Reproduce every line of the records below word for word, leaving out the pictures.

* Point labeling records:
════════════════

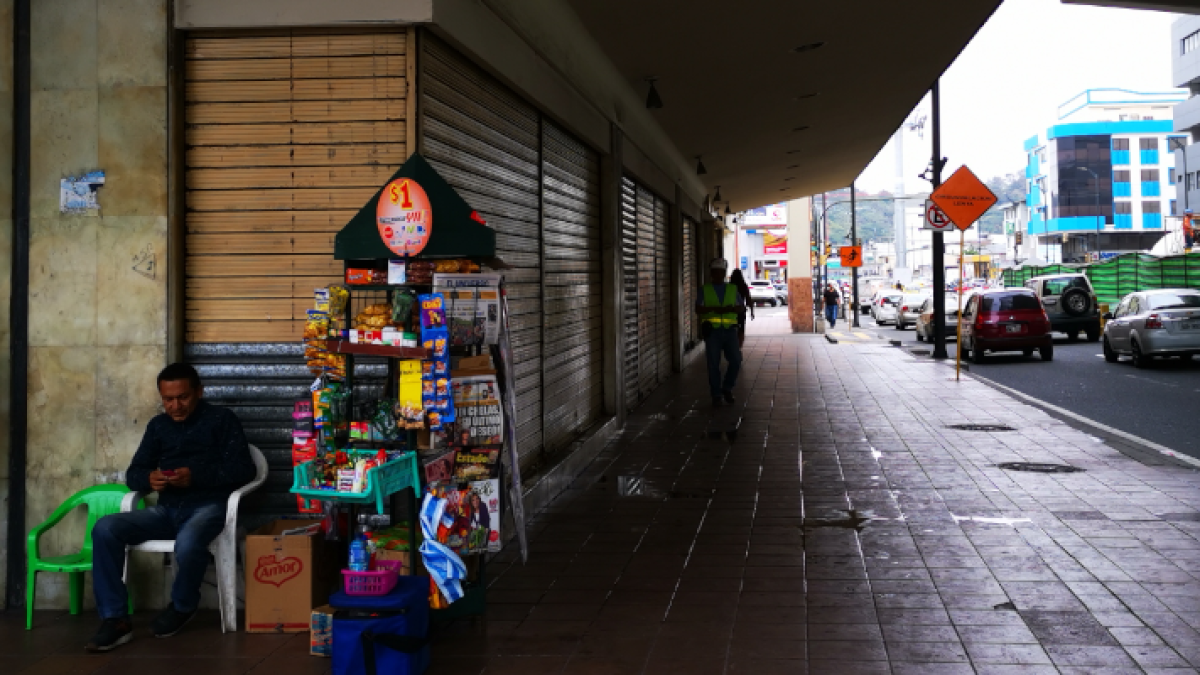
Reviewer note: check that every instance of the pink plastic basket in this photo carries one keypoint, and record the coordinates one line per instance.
(378, 583)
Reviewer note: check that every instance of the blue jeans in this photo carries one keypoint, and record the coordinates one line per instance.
(723, 341)
(832, 315)
(192, 527)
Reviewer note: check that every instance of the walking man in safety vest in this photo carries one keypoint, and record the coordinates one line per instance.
(719, 308)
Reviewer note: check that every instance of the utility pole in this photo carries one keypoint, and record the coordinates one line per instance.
(853, 270)
(939, 243)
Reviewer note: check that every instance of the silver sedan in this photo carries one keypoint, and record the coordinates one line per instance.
(1153, 323)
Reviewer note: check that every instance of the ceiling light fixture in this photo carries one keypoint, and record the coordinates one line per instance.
(653, 101)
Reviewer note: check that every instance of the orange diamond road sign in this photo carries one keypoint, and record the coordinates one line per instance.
(851, 256)
(964, 198)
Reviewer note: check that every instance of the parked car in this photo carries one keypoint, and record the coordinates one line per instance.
(910, 308)
(1071, 304)
(1006, 320)
(924, 324)
(886, 305)
(762, 292)
(1153, 323)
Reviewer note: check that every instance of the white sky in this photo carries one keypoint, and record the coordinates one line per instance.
(1007, 84)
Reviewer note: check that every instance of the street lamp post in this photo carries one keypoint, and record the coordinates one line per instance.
(1098, 216)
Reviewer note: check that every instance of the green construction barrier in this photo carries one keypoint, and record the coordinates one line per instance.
(1115, 279)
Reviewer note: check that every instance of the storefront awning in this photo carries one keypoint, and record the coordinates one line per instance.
(421, 216)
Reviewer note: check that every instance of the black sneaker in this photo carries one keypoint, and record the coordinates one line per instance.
(112, 634)
(171, 621)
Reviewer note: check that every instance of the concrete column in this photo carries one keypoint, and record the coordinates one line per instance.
(799, 266)
(613, 296)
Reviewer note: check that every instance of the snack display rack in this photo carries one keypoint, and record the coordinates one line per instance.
(438, 232)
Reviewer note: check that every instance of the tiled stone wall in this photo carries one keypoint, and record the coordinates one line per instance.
(97, 326)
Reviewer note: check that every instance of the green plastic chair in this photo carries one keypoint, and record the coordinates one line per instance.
(100, 501)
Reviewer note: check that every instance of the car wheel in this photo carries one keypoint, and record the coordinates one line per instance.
(1109, 354)
(1139, 359)
(977, 354)
(1075, 302)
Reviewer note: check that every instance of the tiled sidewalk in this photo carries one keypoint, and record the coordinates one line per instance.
(844, 529)
(840, 529)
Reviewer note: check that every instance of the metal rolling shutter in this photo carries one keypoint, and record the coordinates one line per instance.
(688, 312)
(629, 287)
(663, 288)
(288, 135)
(573, 304)
(647, 294)
(484, 141)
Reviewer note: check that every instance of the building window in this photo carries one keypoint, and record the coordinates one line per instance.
(1189, 43)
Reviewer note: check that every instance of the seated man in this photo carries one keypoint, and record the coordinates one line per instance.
(193, 455)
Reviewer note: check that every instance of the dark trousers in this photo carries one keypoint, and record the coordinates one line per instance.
(192, 527)
(723, 341)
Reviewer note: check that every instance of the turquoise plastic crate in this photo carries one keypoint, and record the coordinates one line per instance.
(382, 481)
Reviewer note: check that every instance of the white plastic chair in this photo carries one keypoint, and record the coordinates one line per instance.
(223, 548)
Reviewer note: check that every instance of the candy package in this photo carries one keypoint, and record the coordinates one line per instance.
(433, 315)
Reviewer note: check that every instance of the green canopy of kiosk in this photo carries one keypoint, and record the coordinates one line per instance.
(454, 232)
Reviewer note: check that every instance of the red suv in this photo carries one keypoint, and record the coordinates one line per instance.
(1006, 320)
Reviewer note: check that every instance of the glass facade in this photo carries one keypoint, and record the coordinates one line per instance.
(1085, 177)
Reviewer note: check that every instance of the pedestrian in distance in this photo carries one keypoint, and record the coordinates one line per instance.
(739, 282)
(832, 300)
(720, 306)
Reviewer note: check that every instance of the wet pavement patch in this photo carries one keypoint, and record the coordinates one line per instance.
(852, 520)
(1067, 628)
(1079, 515)
(988, 428)
(1037, 467)
(1181, 517)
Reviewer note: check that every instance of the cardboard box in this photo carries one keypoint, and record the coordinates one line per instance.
(287, 575)
(321, 632)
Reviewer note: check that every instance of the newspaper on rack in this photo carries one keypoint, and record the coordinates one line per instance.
(472, 306)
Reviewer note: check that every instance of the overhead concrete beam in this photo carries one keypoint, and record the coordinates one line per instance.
(289, 13)
(1175, 7)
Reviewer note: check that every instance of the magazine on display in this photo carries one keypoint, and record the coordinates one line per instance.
(472, 306)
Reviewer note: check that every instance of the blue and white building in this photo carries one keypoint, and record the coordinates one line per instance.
(1101, 179)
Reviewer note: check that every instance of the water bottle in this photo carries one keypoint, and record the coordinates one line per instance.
(359, 557)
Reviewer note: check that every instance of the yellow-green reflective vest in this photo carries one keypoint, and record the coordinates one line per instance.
(731, 300)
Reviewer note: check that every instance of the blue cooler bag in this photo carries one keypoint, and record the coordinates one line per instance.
(383, 634)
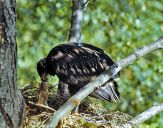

════════════════

* Task result:
Reviewer note: check that every instance of the pink plastic basket in this photo carries one keypoint, and record the coordinates one line per instance.
(378, 583)
Reviewer note: check that every instance of the blue jeans in this photo carries one keypoint, and record the coordinates one line per instance.
(723, 341)
(832, 315)
(192, 527)
Reviewer note: check that every instance of the walking man in safety vest in this photo carries one keypoint, and record the coordinates one line per instance.
(719, 308)
Reviewer note: check that every instance of the utility pole in this photo carries one keypoint, and record the coordinates one line per instance.
(853, 270)
(939, 243)
Reviewer note: check that every instance of the silver sedan in this photo carries one keypoint, and record the coordinates one line per instance.
(1153, 323)
Reviewer note: check that every instance of the ceiling light fixture in this photo carries one keypoint, and record the coordinates one line per instance.
(653, 101)
Reviewer note: check that every instance of the orange diamond road sign in this photo carries one keypoint, and record the coordinates one line per instance.
(851, 256)
(964, 198)
Reviewer note: check that every instance of the parked car in this photo carries one keypoint, and record the coordinates one line per instance.
(910, 308)
(1071, 304)
(1006, 320)
(924, 324)
(886, 305)
(762, 292)
(1153, 323)
Reviewer note: check that every instance of the white sky in this photo carries one keypoint, and record the coordinates one line per instance.
(1007, 84)
Reviewer note: check that every instance of the street lamp post in this photo carries one keypoint, and record the coordinates one line per instance.
(1098, 216)
Reviewer note: check that every instance of the green construction barrier in this photo carries one keypoint, and record the coordinates one line per instance.
(1115, 279)
Reviewer note: check that every instance of the storefront awning in this photo carries one keypoint, and record the coordinates one line per instance.
(421, 216)
Reviewer note: check that every instance of the black sneaker in this photo carries one keypoint, and record the coordinates one line per instance.
(112, 634)
(171, 621)
Reviewer note: check that every instance of the concrete column in this photo carries one keypoint, and record the coordinates one line per instance.
(799, 266)
(613, 296)
Reviewer note: check that every instance of the snack display rack in this photo carries one keypoint, and record the coordinates one line per instance.
(438, 232)
Reviewer note: check that every instance of the tiled stone wall in this photo carries one keypoint, and record the coordinates one line per instance.
(97, 326)
Reviewer note: check that every instance of the green plastic chair in this photo carries one keypoint, and record the coordinates one line per instance.
(100, 501)
Reviewer note: check that every instance of the car wheel in this photo carries one keypoint, and record the coordinates one line per instance.
(1109, 354)
(1139, 359)
(977, 354)
(1075, 302)
Reviewer note: check that every instance of the tiled sidewalk in this photo carries one keypoint, and record the coordinates one line per instance.
(844, 529)
(840, 529)
Reviewer note: check that every instance of the metal rolling shutter in this photo carries one keypoint, and record the coordinates one line per instance.
(688, 312)
(629, 287)
(663, 288)
(288, 135)
(573, 304)
(647, 294)
(484, 141)
Reviewer note: check that every instance of the building window in this photo carries one keypoint, and record the coordinates one line per instance.
(1189, 43)
Reviewer note: check that every instance of the seated man in this photo carries one keypoint, and record the coordinates one line per instance.
(193, 455)
Reviewer note: check that every instance of the dark trousers in this photo carries one keypoint, and record the coordinates one line per instance.
(192, 527)
(723, 341)
Reviewer note: check that every instance of the turquoise plastic crate in this photo carries one keypoint, and record the coordinates one line per instance.
(382, 481)
Reviewer note: check that every instance of the white plastic chair in this photo carries one keypoint, and record the coordinates one line per instance.
(223, 548)
Reviewer note: check that every instance of the candy package in this photo carries one keypoint, and record the coordinates one line per instance.
(433, 315)
Reviewer note: check that every instance of the green canopy of kiosk in this photo carries one keypoint, and record the coordinates one line per instance.
(454, 232)
Reviewer note: check that every instance of the red suv in this photo carries one keypoint, and record the coordinates one line per instance.
(1006, 320)
Reviewer note: check that every instance of the glass facade in this photo carries one keypoint, and record the coordinates one line per instance.
(1085, 177)
Reviewer note: check that every instance of the pedestrian in distance in this photo carries one keypoint, and record the coordinates one line per instance.
(739, 282)
(832, 300)
(720, 306)
Reviewer note: check that every instance of the wet pavement patch in this photo carries one keypoint, and record the coordinates one line per instance.
(852, 520)
(1067, 628)
(1079, 515)
(988, 428)
(1037, 467)
(1181, 517)
Reviewer note: check that every instance of the cardboard box in this photo carries one keypoint, and record the coordinates one line per instance.
(287, 575)
(321, 632)
Reviewer note: check that every instance of the newspaper on rack in this photo carries one keypoint, and record the coordinates one line per instance.
(472, 306)
Reviewer note: check that every instance of the overhead concrete beam in this photo carries one keypoint, and record the coordinates one line per instance.
(289, 13)
(1175, 7)
Reviewer note: check that every instance of the magazine on display in this photo carries one keypoint, and record the coordinates one line per instance.
(472, 306)
Reviewer note: check that every instance of the blue and white building in this photo carries one keypoint, and record the coordinates one line per instance.
(1101, 179)
Reviewer note: check that every instance of the water bottle in this photo carries one keypoint, and record the coordinates one line per instance.
(359, 557)
Reviewer note: check that every instance of the yellow-green reflective vest in this photo carries one keypoint, and record the coordinates one line per instance.
(731, 300)
Reviewer note: check that every instance of the blue cooler bag in this photo carries one keypoint, and record the coordinates one line per instance.
(383, 634)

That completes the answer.